EXERCISE GOAL — Copy out the part of the records that opens with the line containing "Every instance gets one point. Tag the finger on" and runs through the end of the records, keeping the requests and multiplying every coordinate in the answers by 1.6. Round the results to whole numbers, with halves going up.

Saved entries —
========================

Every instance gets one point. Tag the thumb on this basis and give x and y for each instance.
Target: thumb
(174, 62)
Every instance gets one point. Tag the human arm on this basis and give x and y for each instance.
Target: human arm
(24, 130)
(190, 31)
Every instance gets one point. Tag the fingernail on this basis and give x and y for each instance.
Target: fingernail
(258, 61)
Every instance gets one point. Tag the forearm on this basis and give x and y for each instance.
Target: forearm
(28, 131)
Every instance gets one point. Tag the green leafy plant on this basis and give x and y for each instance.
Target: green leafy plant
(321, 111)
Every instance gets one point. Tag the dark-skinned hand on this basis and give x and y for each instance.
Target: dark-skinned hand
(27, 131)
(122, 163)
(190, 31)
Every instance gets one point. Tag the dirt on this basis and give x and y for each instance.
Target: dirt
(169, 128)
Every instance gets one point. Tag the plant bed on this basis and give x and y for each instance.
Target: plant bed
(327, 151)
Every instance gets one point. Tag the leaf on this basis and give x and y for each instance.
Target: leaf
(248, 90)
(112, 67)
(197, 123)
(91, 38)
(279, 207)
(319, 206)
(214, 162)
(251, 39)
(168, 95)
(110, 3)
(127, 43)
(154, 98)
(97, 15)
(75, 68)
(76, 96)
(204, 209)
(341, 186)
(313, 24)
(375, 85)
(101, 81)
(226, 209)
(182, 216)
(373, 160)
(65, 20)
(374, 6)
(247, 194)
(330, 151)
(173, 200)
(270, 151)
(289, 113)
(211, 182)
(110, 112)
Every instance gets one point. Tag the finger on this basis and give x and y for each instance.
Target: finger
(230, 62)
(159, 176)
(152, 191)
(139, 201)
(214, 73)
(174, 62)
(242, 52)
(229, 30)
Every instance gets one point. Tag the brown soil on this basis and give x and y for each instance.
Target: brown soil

========================

THE RESULT —
Every instance gets one point. Tag the finger on this basis and give x and y for each instance.
Target: finger
(368, 99)
(254, 282)
(243, 306)
(222, 322)
(342, 117)
(278, 99)
(387, 83)
(366, 48)
Every instance gets one point. Tag the brown soil on this basis and give x and y for each instance.
Target: brown soil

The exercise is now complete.